Request 1: From the essay on Christmas shopping and food banks, copy the passage starting at "The UK is the" and ending at "and food eaten!".
Request 2: Translate this sentence from the essay on Christmas shopping and food banks into Spanish: "The UK is the sixth richest country in the world."
Request 3: Summarize the essay on Christmas shopping and food banks in two sentences.

Document:
If Christmas didn’t exist, someone— obviously a retailing genius—would have had to invent it. Tiny dogs (e.g., labradoodles) are selling well, as accessories, for their “handbag appeal,” to the horror of dog-shelter workers who have the thankless task of rescuing abandoned pups at the beginning of next year.

 

When the world’s desires have been ineluctably homogenized, top of wish lists are unmanned aerial systems— drones to you and me—selling for thousands of pounds and causing consternation among aviation officials who fear mid-air collisions. A heart-stopping near-miss between a drone and an Airbus 320 passenger jet was averted at Heathrow in July, but hasn’t put off indulgent shoppers who must have the latest must-have.

 

‘We can’t get enough!’

 

Building up to a shopping crescendo, we’ve already had Black Friday, Cyber Monday and Manic Monday. We can’t get enough! Online shopping alone has been generating a spend of £470,000 every minute. Great news for an economy reliant on consumer spending (aka “piling on the debt mountain”) to keep the wheels of commerce from juddering to an almighty halt, especially as the United Kingdom is doing well, with GDP growth forecast at 3 percent—the envy of Western economies—and the accelerated fall in unemployment.

 

The UK is the sixth richest country in the world. I dare not say that to our parish priest, Canon Luke, to his face; or to the nearly million people who use over 400 of the country’s food banks, which seem to have multiplied exponentially in the night.

 

Yes, food banks: where you can get free groceries and other essentials if you have been mugged by life and its unpleasant cousins—cost of living crisis, debt, very low pay, nil job prospects, mental-health problems, addiction, broken families. (We’re not the only wealthy country to have them, apparently: Canada has 800; Germany, 1,000; and France, 2,000.) Isn’t that a laugh, especially when the UK food industry destroys over 4.3 million tons of perfectly edible food, each year? And at Christmas time, when bacchanal amounts of alcohol are drunk and food eaten!

 

Every year, we give away some £10.3 billion in international aid to poor, underdeveloped countries. We are a rich country, but a million of our people are going routinely hungry. I’m not indifferent to someone’s misfortune. (Heck, it could be you, it could be me on that bread line!) It’s complex and polemical; I can get my head round it, but have difficulty swallowing it. Last week, in an attack of virtue, I did an extra big shop, to donate to Fr. Luke’s food-bank drive. What did I want? Forgiveness, which as we know is a “narrow door that cannot be entered without stooping”? Solidarity? Comfort for a guilty conscience? “There are two ways to spread light,” wrote Edith Wharton: “To be the candle, or the mirror that reflects it.”

Given entries:
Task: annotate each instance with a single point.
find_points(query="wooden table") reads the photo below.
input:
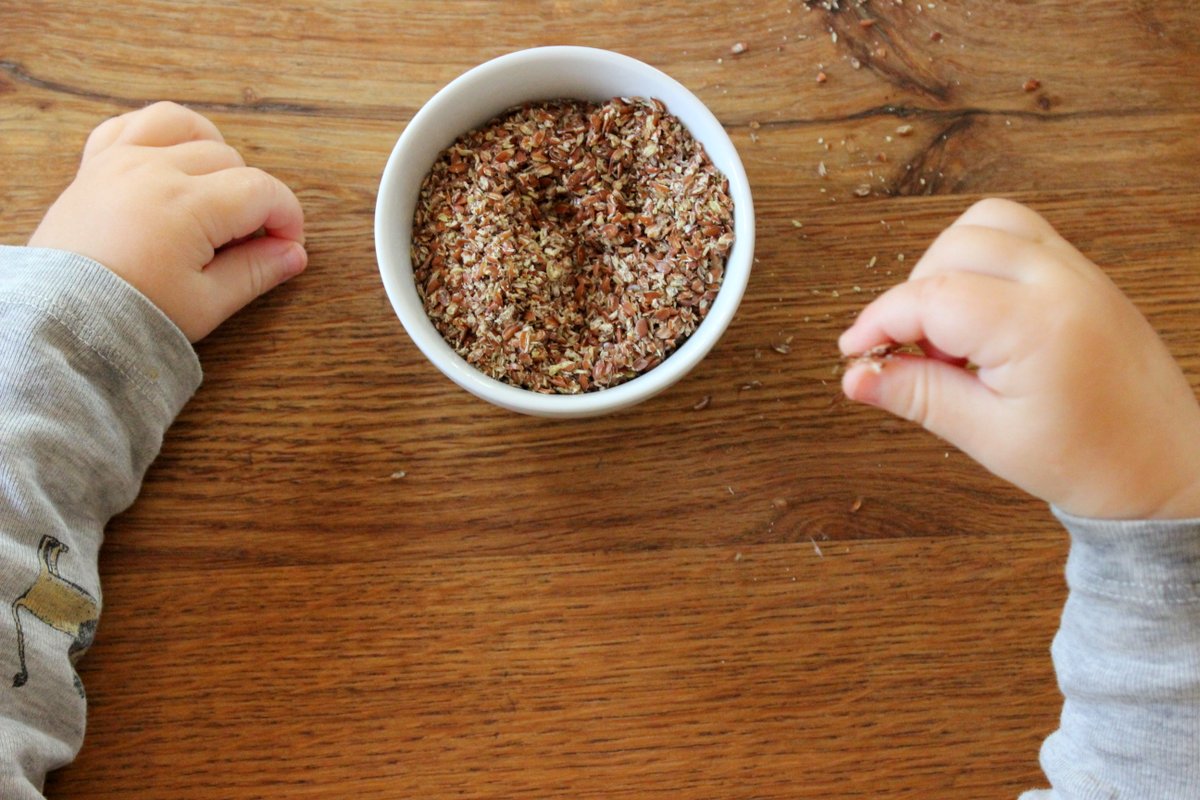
(348, 578)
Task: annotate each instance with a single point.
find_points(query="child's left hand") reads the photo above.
(165, 203)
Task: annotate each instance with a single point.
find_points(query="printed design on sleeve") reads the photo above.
(60, 603)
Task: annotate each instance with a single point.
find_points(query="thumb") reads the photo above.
(245, 271)
(945, 398)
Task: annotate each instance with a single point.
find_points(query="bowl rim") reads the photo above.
(396, 270)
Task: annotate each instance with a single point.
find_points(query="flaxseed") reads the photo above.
(569, 246)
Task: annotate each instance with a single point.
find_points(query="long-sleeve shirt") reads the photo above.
(91, 374)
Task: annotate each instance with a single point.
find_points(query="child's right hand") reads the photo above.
(1074, 398)
(165, 203)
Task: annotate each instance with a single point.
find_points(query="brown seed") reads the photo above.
(515, 217)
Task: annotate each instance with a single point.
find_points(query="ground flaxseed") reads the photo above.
(569, 246)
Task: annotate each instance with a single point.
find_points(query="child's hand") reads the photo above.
(1074, 398)
(161, 200)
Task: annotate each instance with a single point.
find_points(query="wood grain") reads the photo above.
(779, 595)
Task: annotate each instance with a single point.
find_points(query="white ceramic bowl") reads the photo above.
(484, 92)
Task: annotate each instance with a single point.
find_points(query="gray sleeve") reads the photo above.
(1128, 663)
(91, 373)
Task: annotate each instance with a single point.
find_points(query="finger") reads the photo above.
(237, 202)
(945, 400)
(239, 275)
(961, 314)
(203, 156)
(103, 136)
(166, 124)
(933, 352)
(987, 251)
(1011, 217)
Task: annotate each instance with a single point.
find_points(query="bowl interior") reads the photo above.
(484, 92)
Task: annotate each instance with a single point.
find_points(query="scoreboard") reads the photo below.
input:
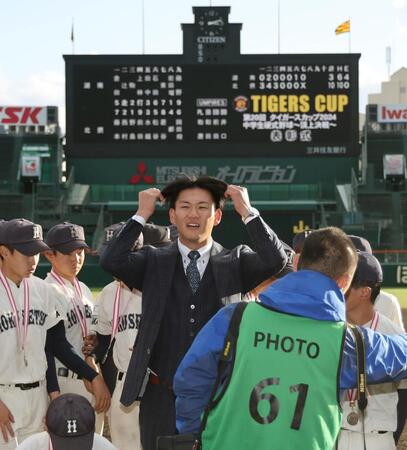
(250, 105)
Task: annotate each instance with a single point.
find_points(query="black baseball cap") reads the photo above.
(361, 244)
(23, 235)
(109, 232)
(368, 268)
(70, 421)
(298, 240)
(66, 237)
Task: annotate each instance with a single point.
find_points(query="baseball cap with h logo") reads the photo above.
(70, 421)
(23, 236)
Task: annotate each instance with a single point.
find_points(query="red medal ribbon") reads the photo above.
(81, 317)
(351, 393)
(21, 328)
(116, 311)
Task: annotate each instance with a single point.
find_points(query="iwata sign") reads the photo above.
(23, 115)
(392, 113)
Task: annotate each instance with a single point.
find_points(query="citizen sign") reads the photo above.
(211, 39)
(23, 115)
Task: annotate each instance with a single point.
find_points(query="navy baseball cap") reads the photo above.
(23, 235)
(70, 421)
(368, 268)
(156, 235)
(298, 240)
(361, 244)
(109, 232)
(66, 237)
(289, 267)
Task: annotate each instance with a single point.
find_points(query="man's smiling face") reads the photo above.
(195, 215)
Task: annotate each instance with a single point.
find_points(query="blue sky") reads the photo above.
(35, 35)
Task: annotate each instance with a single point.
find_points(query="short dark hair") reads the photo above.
(214, 186)
(375, 287)
(329, 251)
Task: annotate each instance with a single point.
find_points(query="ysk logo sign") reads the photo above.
(23, 115)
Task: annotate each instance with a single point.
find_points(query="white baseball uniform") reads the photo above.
(381, 412)
(23, 361)
(76, 300)
(388, 305)
(124, 423)
(40, 441)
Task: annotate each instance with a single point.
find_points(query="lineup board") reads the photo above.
(295, 105)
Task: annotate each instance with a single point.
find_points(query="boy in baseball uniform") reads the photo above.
(27, 316)
(67, 255)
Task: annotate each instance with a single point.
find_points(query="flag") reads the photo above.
(343, 28)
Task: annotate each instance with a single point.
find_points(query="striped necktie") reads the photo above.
(192, 271)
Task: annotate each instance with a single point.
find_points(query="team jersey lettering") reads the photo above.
(73, 319)
(129, 322)
(36, 317)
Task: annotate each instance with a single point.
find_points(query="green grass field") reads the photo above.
(400, 293)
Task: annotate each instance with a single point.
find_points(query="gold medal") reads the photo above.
(353, 418)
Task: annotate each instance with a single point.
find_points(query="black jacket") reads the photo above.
(150, 270)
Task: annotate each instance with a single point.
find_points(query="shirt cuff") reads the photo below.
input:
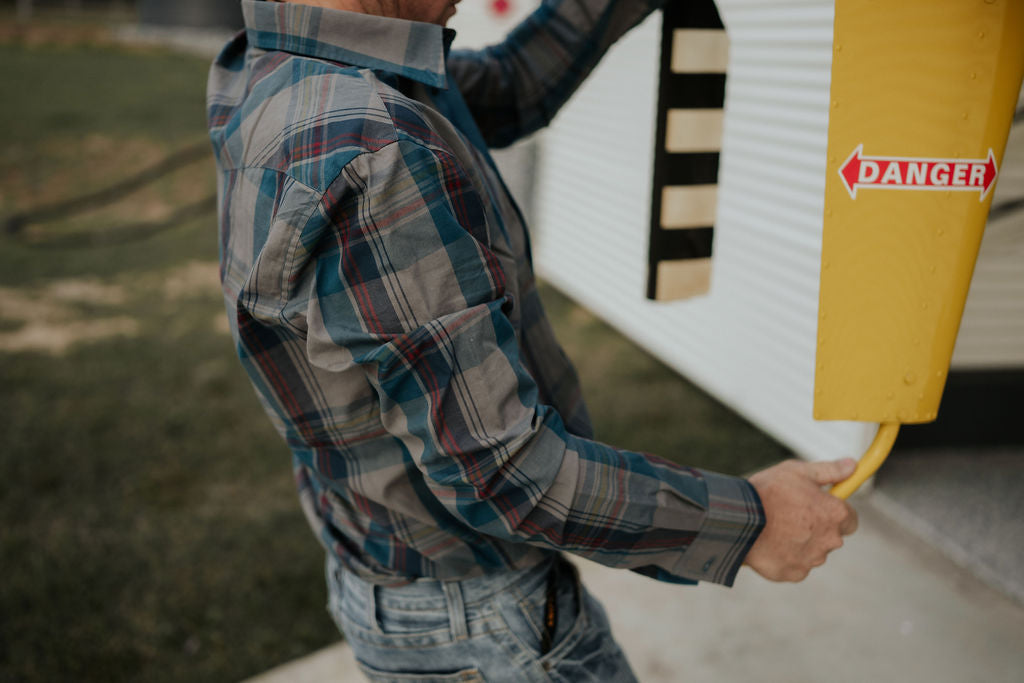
(734, 519)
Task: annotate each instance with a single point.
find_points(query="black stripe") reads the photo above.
(686, 169)
(681, 244)
(692, 14)
(694, 91)
(682, 91)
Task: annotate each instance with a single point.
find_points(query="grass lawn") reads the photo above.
(151, 531)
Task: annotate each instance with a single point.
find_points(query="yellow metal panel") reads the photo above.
(923, 96)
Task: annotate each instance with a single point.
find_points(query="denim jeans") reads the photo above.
(483, 629)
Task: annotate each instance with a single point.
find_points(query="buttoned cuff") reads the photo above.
(734, 519)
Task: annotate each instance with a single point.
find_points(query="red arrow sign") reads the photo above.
(910, 173)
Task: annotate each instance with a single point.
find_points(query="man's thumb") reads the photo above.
(833, 471)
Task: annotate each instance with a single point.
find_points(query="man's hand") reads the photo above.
(804, 522)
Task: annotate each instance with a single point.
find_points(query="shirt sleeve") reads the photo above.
(411, 292)
(517, 86)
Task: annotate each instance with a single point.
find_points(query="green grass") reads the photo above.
(151, 529)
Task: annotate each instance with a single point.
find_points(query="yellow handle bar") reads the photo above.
(871, 460)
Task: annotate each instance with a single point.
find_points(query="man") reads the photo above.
(378, 280)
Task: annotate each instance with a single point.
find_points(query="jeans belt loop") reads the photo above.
(457, 609)
(375, 624)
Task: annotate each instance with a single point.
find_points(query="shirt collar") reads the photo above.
(413, 49)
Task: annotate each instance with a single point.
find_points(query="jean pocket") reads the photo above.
(378, 676)
(524, 613)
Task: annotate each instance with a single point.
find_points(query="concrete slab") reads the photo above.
(886, 607)
(966, 502)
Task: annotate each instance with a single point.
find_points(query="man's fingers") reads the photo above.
(832, 471)
(849, 523)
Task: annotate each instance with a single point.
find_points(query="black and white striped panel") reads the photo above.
(691, 96)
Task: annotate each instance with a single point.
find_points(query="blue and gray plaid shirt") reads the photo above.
(378, 281)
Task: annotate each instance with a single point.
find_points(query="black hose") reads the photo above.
(16, 223)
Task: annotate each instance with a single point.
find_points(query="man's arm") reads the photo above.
(516, 87)
(413, 294)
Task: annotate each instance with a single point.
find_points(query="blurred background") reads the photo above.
(150, 526)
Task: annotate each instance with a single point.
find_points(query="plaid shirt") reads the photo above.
(378, 281)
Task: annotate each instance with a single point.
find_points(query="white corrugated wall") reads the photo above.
(751, 341)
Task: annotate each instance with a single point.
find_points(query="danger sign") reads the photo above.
(909, 173)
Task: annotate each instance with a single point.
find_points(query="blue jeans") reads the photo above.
(483, 629)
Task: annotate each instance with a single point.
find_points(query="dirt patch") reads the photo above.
(48, 322)
(49, 319)
(193, 279)
(56, 338)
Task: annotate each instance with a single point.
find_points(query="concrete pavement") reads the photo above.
(886, 607)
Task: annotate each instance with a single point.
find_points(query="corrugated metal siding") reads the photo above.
(992, 329)
(751, 341)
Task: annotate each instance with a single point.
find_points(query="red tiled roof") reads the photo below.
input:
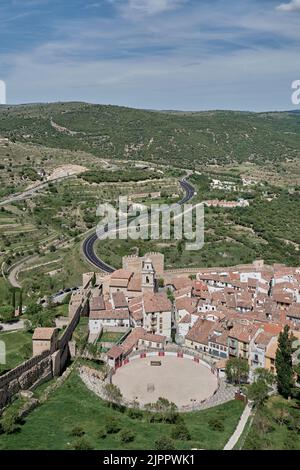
(109, 314)
(44, 333)
(157, 303)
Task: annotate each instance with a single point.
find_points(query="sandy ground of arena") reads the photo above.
(179, 380)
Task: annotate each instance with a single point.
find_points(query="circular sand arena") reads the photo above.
(180, 380)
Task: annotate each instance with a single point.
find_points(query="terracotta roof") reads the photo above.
(119, 300)
(157, 303)
(97, 303)
(109, 314)
(201, 331)
(44, 333)
(135, 283)
(185, 319)
(272, 348)
(283, 298)
(180, 282)
(115, 352)
(121, 274)
(136, 308)
(153, 337)
(263, 339)
(294, 311)
(185, 303)
(243, 333)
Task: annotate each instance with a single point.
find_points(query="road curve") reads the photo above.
(88, 246)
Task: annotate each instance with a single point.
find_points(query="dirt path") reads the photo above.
(239, 429)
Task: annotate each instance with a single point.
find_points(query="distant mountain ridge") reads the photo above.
(171, 136)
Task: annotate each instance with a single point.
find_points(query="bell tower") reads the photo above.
(148, 276)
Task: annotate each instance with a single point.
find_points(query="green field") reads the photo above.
(276, 426)
(18, 348)
(110, 337)
(179, 138)
(73, 405)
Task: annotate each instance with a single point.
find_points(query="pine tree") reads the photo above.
(21, 302)
(14, 298)
(283, 363)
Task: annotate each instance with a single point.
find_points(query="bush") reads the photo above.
(216, 424)
(77, 432)
(82, 444)
(101, 434)
(181, 433)
(9, 422)
(126, 435)
(112, 427)
(164, 443)
(134, 413)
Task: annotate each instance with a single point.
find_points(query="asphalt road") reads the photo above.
(88, 246)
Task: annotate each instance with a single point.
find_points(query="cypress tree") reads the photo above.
(20, 302)
(283, 363)
(14, 298)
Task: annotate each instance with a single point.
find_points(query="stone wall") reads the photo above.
(24, 376)
(134, 263)
(47, 364)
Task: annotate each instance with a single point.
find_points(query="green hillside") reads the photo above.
(180, 138)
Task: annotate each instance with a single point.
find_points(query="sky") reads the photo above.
(152, 54)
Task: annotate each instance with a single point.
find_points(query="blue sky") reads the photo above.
(157, 54)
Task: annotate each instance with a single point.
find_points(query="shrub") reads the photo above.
(181, 433)
(9, 422)
(164, 443)
(101, 434)
(82, 444)
(216, 424)
(126, 435)
(112, 427)
(77, 432)
(134, 413)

Full output 1:
The UK is the sixth richest country in the world. I dare not say that to our parish priest, Canon Luke, to his face; or to the nearly million people who use over 400 of the country’s food banks, which seem to have multiplied exponentially in the night.

 

Yes, food banks: where you can get free groceries and other essentials if you have been mugged by life and its unpleasant cousins—cost of living crisis, debt, very low pay, nil job prospects, mental-health problems, addiction, broken families. (We’re not the only wealthy country to have them, apparently: Canada has 800; Germany, 1,000; and France, 2,000.) Isn’t that a laugh, especially when the UK food industry destroys over 4.3 million tons of perfectly edible food, each year? And at Christmas time, when bacchanal amounts of alcohol are drunk and food eaten!

Full output 2: El Reino Unido es el sexto país más rico del mundo.

Full output 3: The essay describes a Christmas shopping frenzy in the UK, with tiny dogs and costly drones in demand and online spending of £470,000 every minute, while GDP growth is forecast at 3 percent. It contrasts this wealth with nearly a million people using over 400 food banks as the food industry destroys over 4.3 million tons of edible food each year, and the writer, after donating an extra big shop to a food-bank drive, asks what motive lay behind the gift.